=== Provided data ===

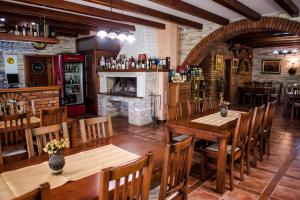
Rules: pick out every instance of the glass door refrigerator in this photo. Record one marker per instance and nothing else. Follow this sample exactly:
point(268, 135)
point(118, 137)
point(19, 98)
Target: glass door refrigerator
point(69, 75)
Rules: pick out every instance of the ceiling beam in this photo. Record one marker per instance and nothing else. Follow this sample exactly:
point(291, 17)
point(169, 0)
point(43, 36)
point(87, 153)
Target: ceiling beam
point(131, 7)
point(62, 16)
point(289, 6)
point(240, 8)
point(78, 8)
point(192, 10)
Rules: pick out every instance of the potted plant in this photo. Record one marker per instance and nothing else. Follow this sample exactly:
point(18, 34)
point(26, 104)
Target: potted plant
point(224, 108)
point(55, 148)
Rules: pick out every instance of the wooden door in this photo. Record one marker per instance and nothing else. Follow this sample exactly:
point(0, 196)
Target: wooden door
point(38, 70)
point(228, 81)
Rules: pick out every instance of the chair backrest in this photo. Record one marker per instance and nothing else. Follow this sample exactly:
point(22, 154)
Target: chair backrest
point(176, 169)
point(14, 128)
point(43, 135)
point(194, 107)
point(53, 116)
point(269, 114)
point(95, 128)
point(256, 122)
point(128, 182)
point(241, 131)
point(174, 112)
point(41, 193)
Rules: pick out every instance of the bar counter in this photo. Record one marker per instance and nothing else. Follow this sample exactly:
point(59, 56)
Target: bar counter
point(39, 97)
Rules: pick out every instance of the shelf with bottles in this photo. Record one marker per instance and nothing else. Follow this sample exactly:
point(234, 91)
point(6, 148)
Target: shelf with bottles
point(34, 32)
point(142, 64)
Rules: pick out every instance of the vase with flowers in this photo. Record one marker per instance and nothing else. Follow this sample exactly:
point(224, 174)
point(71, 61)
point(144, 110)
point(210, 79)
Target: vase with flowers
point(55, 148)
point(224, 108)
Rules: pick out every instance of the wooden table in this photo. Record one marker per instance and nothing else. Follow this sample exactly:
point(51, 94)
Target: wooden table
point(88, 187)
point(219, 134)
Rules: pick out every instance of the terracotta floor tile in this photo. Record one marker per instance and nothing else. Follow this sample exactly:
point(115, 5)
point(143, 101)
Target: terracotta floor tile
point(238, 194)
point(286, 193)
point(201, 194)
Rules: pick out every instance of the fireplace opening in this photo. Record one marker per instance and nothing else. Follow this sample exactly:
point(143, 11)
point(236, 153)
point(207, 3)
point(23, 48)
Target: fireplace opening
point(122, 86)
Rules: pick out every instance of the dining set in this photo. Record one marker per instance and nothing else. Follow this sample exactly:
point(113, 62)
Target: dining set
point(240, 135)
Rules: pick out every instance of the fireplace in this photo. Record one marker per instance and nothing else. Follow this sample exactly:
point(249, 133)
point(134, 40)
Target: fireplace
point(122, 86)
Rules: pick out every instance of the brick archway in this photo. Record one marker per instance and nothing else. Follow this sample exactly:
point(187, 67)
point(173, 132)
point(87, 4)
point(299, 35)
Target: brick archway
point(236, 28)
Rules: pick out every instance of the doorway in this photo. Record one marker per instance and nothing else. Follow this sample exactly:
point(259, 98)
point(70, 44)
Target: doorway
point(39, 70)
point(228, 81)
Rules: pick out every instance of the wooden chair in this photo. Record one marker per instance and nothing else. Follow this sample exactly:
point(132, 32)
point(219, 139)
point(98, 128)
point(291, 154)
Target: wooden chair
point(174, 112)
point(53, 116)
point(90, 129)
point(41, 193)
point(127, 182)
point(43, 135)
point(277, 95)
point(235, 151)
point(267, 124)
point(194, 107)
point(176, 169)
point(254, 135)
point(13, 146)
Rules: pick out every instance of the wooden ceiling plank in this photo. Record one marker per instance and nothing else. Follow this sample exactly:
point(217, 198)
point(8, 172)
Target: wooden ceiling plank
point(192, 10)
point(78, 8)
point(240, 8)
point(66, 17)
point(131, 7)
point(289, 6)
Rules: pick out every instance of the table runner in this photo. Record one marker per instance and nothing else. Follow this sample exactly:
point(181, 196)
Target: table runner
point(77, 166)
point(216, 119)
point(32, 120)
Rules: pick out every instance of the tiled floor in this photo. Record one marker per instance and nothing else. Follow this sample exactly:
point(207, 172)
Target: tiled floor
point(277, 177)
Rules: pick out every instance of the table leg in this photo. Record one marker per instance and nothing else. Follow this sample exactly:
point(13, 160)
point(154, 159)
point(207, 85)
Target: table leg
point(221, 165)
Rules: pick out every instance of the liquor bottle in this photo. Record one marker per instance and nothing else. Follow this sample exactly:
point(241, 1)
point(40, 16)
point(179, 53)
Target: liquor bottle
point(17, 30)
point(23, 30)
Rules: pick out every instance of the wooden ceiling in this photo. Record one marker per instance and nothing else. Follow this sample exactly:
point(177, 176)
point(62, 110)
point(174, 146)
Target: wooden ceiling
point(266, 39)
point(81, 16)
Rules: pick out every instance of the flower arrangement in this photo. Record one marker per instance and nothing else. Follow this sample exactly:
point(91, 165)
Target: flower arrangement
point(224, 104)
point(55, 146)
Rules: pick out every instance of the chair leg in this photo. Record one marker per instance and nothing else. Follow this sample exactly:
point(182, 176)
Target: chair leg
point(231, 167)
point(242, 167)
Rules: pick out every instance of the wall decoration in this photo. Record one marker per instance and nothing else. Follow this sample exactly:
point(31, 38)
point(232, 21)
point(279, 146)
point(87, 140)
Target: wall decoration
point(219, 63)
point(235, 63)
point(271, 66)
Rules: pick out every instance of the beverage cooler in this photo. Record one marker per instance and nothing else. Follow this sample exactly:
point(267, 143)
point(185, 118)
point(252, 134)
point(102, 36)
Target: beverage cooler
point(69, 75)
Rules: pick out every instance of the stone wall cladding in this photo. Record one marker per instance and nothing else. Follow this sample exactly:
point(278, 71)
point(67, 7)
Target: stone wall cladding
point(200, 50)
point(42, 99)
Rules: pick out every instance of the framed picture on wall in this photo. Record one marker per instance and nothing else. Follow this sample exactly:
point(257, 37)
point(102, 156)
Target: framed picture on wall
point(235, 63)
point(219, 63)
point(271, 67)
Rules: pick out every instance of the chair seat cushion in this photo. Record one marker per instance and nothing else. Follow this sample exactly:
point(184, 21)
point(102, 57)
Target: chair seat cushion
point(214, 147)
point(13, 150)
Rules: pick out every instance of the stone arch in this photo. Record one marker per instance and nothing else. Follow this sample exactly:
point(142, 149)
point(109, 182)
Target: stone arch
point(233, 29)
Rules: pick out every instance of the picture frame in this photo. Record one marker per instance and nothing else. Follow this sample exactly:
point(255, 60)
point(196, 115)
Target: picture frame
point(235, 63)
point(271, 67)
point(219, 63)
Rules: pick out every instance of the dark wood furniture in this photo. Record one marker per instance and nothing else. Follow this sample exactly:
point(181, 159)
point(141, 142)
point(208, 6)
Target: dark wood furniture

=== Given problem ===
Return the items word for word, starting at the beginning of the items and ending at the line that contains "point(39, 97)", with both of those lines included. Leave the pictures out of your answer.

=== Correct answer ===
Rules: pick out every instance of the glass door refrigerator in this photo. Record one marker per instance and nothing else. Follow this sample exactly:
point(268, 135)
point(118, 137)
point(19, 98)
Target: glass door refrigerator
point(69, 75)
Rules: pick out every instance of the ceiling beam in this photo. Record one marker per instance and nothing else. Follow this sample exactly:
point(291, 17)
point(169, 0)
point(43, 36)
point(87, 153)
Target: ceiling beam
point(131, 7)
point(62, 16)
point(289, 6)
point(240, 8)
point(78, 8)
point(192, 10)
Rules: pick out every instance of the potted plant in this photo. Record one marker per instance and nothing else. Follow this sample exactly:
point(18, 34)
point(26, 104)
Target: potted plant
point(224, 108)
point(55, 148)
Rules: pick out every instance of the wooden door in this photo. Record one marker per instance and nothing else. Follow this sample exactly:
point(0, 196)
Target: wooden door
point(38, 70)
point(228, 81)
Rules: pick out every instance of the chair backrest in this photo. Record one marker per instance and nothing else. Follow this sample exactly:
point(22, 154)
Target: chair backrest
point(176, 169)
point(14, 128)
point(43, 135)
point(194, 107)
point(53, 116)
point(269, 114)
point(95, 128)
point(256, 122)
point(128, 182)
point(241, 131)
point(174, 112)
point(41, 193)
Rules: pick out every instance of the bar counter in this photo. Record one marker per instance and nothing else. Follow this sample exactly:
point(59, 56)
Target: bar counter
point(39, 97)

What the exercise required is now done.